Re: Transactions involving multiple postgres foreign servers, take 2 - Mailing list pgsql-hackers

From Masahiko Sawada
Subject Re: Transactions involving multiple postgres foreign servers, take 2
Date
Msg-id CA+fd4k5-2fKKnOgmcm42XWE6mtkrQ2DNtub6T-5oTmiJmmBmNg@mail.gmail.com
Whole thread Raw
In response to Re: Transactions involving multiple postgres foreign servers, take 2  (Amit Kapila <amit.kapila16@gmail.com>)
List pgsql-hackers
On Fri, 12 Jun 2020 at 19:24, Amit Kapila <amit.kapila16@gmail.com> wrote:
>

Thank you for your reviews on 0003 patch. I've incorporated your
comments. I'll submit the latest version patch later as the design or
scope might change as a result of the discussion.

>
> Few more comments on v22-0003-Documentation-update
> --------------------------------------------------------------------------------------
> 1.
> +          When <literal>disabled</literal> there can be risk of database
> +          consistency among all servers that involved in the distributed
> +          transaction when some foreign server crashes during committing the
> +          distributed transaction.
*****
* **Problems to solve**
(A) Pick out every line of the rows that contains the string "whisk", treating uppercase and lowercase as different.
(B) Write the next part of the mailing-list message about transactions across multiple foreign servers, picking up after its last line.
The message above has no connection to the rows that follow it.
*****
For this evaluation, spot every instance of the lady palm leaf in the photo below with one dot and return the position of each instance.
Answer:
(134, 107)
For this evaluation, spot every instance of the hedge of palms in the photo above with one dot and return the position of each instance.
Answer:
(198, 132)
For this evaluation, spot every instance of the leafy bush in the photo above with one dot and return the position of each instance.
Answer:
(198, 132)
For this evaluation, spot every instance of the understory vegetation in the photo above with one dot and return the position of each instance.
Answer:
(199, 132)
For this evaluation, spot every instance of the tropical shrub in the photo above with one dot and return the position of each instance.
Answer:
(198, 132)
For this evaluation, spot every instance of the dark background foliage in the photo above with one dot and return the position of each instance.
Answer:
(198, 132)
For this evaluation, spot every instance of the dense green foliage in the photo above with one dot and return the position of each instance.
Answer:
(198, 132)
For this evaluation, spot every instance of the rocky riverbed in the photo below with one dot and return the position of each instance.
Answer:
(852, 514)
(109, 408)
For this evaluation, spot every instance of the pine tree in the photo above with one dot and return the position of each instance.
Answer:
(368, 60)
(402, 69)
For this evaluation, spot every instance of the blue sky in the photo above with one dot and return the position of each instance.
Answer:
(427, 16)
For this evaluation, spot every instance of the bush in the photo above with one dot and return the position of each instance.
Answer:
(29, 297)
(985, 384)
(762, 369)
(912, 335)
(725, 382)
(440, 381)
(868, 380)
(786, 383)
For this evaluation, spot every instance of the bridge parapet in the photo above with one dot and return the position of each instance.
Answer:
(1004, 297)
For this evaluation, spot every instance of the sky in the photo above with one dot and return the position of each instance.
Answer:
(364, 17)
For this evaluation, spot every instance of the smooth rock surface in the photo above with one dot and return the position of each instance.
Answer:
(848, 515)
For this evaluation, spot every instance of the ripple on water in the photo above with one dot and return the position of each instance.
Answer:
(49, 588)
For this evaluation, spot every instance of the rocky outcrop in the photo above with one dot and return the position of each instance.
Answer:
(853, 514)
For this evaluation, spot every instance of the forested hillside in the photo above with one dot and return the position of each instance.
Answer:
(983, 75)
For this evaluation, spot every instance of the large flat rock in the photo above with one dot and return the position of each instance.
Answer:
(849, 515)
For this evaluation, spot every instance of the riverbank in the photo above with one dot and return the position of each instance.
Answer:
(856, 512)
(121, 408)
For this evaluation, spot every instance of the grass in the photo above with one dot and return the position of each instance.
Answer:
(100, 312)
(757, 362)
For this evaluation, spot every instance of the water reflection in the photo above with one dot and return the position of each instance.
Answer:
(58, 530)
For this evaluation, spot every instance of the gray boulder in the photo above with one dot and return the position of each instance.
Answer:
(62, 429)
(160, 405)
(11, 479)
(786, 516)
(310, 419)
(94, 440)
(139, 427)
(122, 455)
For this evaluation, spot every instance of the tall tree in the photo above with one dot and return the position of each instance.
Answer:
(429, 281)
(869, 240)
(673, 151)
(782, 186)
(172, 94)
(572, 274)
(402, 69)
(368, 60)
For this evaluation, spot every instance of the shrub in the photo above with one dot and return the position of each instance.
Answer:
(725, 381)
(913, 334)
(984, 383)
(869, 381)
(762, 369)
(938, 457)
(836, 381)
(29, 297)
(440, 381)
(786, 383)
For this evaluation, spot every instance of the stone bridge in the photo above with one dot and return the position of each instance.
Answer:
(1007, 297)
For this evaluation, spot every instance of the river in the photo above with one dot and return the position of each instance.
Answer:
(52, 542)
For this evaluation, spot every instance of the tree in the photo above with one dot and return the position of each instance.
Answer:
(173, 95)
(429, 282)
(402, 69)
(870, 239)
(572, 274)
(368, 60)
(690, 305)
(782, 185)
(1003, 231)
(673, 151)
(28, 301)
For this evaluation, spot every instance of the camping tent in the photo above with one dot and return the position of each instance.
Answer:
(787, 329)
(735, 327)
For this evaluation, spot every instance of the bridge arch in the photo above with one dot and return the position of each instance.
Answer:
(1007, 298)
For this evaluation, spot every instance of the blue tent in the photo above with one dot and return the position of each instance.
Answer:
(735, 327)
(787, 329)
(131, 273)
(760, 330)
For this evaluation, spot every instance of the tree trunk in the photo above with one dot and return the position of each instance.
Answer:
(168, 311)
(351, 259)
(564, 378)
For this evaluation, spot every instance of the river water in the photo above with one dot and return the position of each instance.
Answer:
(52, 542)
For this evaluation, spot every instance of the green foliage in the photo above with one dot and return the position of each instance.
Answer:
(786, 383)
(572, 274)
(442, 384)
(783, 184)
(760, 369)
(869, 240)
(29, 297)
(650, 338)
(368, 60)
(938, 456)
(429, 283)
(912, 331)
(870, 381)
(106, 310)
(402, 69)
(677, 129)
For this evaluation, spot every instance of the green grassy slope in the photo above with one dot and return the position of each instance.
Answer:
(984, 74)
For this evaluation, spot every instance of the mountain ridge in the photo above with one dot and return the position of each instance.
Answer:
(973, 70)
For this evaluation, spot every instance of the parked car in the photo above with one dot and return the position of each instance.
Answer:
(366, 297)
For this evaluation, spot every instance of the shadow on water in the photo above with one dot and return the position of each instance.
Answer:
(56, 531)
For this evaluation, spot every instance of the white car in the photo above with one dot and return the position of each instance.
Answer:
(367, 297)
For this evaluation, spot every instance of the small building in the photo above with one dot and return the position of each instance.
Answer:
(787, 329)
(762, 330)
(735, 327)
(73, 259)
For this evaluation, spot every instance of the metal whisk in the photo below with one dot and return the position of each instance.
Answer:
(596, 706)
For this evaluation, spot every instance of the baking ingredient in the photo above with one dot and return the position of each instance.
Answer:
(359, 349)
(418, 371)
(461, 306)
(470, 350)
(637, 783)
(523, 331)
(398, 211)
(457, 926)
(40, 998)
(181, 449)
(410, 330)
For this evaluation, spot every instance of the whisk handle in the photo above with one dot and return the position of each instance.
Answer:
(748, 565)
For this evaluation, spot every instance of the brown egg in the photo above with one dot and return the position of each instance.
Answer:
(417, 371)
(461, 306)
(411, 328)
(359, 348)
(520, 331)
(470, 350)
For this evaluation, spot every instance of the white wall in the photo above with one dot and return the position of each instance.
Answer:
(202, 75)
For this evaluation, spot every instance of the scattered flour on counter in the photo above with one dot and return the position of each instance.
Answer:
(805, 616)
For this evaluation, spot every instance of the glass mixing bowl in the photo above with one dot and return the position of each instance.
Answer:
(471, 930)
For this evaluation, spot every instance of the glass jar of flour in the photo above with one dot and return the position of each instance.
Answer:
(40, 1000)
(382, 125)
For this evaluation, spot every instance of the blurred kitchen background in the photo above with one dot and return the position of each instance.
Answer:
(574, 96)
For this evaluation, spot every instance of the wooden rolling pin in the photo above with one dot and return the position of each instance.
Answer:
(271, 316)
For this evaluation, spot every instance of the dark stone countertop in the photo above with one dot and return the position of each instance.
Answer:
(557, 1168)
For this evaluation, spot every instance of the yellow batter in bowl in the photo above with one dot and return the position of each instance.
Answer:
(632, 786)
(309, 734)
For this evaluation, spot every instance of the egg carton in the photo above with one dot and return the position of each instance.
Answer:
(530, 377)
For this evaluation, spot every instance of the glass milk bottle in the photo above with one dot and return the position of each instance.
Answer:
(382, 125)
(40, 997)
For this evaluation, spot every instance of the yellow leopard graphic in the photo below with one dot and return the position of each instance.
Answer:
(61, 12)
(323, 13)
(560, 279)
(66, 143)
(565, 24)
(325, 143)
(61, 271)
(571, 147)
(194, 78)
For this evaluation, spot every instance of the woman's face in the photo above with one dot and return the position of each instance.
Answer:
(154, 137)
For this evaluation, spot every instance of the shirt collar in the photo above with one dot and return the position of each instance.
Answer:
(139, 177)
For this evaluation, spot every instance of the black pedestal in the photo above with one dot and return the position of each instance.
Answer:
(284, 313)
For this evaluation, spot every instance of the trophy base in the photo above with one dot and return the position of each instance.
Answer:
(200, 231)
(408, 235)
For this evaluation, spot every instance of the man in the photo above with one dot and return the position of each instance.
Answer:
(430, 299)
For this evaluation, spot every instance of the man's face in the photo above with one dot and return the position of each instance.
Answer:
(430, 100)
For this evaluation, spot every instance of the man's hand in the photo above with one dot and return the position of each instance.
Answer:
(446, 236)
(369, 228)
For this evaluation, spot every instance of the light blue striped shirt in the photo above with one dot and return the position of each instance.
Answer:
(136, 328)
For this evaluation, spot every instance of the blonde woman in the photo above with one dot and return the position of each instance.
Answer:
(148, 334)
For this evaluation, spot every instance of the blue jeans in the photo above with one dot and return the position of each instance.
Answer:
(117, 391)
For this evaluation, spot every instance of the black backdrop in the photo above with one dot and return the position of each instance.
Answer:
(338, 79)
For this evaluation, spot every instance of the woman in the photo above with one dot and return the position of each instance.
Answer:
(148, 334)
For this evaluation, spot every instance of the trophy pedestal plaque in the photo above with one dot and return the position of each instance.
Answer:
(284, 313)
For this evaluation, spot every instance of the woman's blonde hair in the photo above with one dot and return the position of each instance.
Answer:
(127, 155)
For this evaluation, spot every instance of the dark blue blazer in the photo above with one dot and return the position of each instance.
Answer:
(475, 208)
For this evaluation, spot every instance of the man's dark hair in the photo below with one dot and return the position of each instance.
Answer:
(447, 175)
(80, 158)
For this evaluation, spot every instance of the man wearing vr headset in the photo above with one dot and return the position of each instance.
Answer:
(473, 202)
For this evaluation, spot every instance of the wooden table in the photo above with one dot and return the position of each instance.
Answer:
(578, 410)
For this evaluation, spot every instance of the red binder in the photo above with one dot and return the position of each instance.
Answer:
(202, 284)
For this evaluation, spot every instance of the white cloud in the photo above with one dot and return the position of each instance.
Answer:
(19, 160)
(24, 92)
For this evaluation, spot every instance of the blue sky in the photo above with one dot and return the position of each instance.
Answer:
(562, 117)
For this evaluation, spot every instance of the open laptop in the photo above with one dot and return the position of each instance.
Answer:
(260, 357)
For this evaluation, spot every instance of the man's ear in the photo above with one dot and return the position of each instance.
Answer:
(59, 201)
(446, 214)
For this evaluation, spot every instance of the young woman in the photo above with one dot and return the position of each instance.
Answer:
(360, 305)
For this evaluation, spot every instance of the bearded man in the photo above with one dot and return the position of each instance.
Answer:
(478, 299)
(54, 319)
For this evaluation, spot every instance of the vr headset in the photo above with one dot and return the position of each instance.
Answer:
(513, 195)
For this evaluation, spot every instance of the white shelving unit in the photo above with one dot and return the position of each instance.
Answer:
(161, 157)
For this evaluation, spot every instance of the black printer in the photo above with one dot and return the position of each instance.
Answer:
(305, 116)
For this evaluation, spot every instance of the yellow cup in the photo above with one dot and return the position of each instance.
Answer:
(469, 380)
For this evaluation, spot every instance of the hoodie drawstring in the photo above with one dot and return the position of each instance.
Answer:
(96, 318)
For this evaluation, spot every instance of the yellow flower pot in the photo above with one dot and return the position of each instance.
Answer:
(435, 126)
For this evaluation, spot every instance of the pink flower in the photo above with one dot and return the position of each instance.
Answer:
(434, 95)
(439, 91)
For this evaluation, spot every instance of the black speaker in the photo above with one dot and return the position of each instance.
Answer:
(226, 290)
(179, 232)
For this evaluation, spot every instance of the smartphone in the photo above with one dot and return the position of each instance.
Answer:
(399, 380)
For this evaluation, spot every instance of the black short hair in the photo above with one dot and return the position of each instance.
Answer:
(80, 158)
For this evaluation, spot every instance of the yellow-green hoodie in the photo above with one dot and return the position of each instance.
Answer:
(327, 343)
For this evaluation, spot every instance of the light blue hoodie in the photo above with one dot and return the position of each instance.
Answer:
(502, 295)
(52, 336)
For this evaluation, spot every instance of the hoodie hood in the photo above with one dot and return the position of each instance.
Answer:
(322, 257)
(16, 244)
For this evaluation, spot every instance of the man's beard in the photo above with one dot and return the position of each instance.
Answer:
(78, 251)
*****
* **Answers by task**
(A)
For this evaluation, spot every instance of the metal whisk in the photo below with one dot and return the position of each instance.
For this evaluation, spot every instance of the whisk handle in the photo above with one dot and return the position of each instance.

(B)
>
> Will it read better if rephrase above to something like: "When
> <literal>disabled</literal> there can be a risk of database
> consistency if one or more foreign servers crashes while committing
> the distributed transaction."?

Fixed.

>
> 2.
> +      <varlistentry
> id="guc-foreign-transaction-resolution-rety-interval"
> xreflabel="foreign_transaction_resolution_retry_interval">
> +       <term><varname>foreign_transaction_resolution_retry_interval</varname>
> (<type>integer</type>)
> +        <indexterm>
> +         <primary><varname>foreign_transaction_resolution_interval</varname>
> configuration parameter</primary>
> +        </indexterm>
> +       </term>
> +       <listitem>
> +        <para>
> +         Specify how long the foreign transaction resolver should
> wait when the last resolution
> +         fails before retrying to resolve foreign transaction. This
> parameter can only be set in the
> +         <filename>postgresql.conf</filename> file or on the server
> command line.
> +        </para>
> +        <para>
> +         The default value is 10 seconds.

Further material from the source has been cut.